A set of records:
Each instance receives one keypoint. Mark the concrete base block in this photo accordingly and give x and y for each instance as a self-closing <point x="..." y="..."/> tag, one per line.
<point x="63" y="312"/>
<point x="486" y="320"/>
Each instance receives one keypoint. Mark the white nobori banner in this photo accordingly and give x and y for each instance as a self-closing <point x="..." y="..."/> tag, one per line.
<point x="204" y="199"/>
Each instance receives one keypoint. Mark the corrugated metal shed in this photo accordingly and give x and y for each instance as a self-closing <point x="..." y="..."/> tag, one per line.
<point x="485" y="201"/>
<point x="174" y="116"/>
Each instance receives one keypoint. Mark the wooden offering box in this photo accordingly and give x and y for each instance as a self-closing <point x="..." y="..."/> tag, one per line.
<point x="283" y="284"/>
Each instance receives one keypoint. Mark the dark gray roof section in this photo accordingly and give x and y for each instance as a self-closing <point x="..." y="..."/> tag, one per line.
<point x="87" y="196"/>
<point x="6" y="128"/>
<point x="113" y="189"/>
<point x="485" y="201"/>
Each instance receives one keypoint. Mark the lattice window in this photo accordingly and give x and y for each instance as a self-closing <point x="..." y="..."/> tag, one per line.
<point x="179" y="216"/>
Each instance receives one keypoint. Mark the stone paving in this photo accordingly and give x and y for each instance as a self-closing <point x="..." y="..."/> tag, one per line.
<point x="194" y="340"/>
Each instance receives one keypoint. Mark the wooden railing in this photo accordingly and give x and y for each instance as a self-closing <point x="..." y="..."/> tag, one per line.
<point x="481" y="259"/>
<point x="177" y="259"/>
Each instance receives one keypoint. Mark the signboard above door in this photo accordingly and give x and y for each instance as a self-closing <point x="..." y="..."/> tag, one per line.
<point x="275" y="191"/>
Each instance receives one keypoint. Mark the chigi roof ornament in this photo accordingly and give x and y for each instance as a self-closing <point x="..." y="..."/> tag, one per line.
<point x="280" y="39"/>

BRIEF: Copy out, word for word, every line from the one holding "Each instance receives one keypoint. Mark the signboard" through the end of the records, both ends included.

SOLUTION FOR THIS TASK:
Each instance receives one keypoint. Mark the signboard above door in this photo accordingly and give x and y for each instance as a self-closing <point x="..." y="..."/> tag, one per line.
<point x="275" y="191"/>
Each instance receives one keypoint. Mark the chigi roof ornament in this photo accordingly and give x and y for each instance as a self-closing <point x="..." y="..."/> tag, one per line.
<point x="280" y="39"/>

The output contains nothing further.